**Task objective:**
Reproduce the items below verbatim, from the line containing "Identify any visible wooden armrest." through the line containing "790;390;853;449", with both of those lines included. Leave the picture out of your reply.

**Provided information:**
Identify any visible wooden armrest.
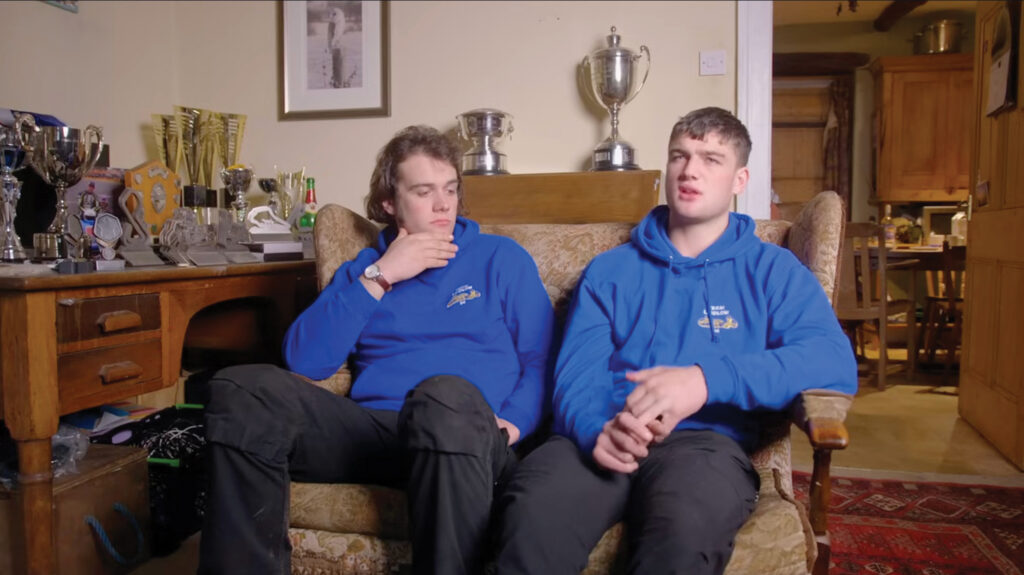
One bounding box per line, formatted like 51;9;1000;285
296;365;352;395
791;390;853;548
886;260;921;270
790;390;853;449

* * *

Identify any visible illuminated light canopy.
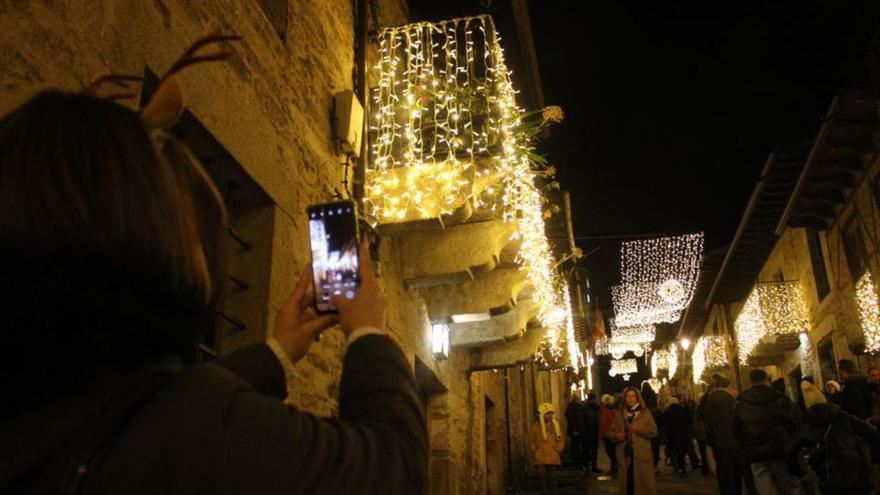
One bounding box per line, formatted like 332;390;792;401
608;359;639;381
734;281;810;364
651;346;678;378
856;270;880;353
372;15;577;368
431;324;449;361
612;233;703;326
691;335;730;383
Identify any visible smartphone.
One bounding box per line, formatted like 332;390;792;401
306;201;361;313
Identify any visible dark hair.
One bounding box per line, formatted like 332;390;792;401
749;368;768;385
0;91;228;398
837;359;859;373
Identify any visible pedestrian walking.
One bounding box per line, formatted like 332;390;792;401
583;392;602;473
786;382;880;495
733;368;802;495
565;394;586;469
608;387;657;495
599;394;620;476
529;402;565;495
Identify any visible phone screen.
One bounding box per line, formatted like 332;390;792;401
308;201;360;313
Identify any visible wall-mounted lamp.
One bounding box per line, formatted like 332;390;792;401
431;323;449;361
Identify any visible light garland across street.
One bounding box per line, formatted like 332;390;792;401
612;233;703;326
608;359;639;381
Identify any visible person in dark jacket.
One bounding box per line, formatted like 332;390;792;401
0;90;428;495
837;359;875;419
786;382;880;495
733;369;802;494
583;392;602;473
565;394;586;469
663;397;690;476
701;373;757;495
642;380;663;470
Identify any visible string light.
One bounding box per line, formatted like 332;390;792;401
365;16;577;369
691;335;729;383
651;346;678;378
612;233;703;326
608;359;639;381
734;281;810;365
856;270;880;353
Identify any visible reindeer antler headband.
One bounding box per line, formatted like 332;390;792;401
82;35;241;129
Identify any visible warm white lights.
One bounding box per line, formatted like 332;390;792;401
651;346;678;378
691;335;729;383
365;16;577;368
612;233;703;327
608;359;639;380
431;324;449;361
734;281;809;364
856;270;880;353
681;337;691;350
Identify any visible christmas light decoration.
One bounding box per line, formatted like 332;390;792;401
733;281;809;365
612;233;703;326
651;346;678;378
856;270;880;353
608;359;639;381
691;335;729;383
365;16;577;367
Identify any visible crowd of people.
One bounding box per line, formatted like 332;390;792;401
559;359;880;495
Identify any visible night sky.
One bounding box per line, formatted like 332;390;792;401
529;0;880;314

**Reply to the exercise:**
Identify any visible wooden armrest.
One bounding box per line, formatted like 51;9;1000;285
296;365;352;395
791;390;853;548
886;260;921;270
790;390;853;449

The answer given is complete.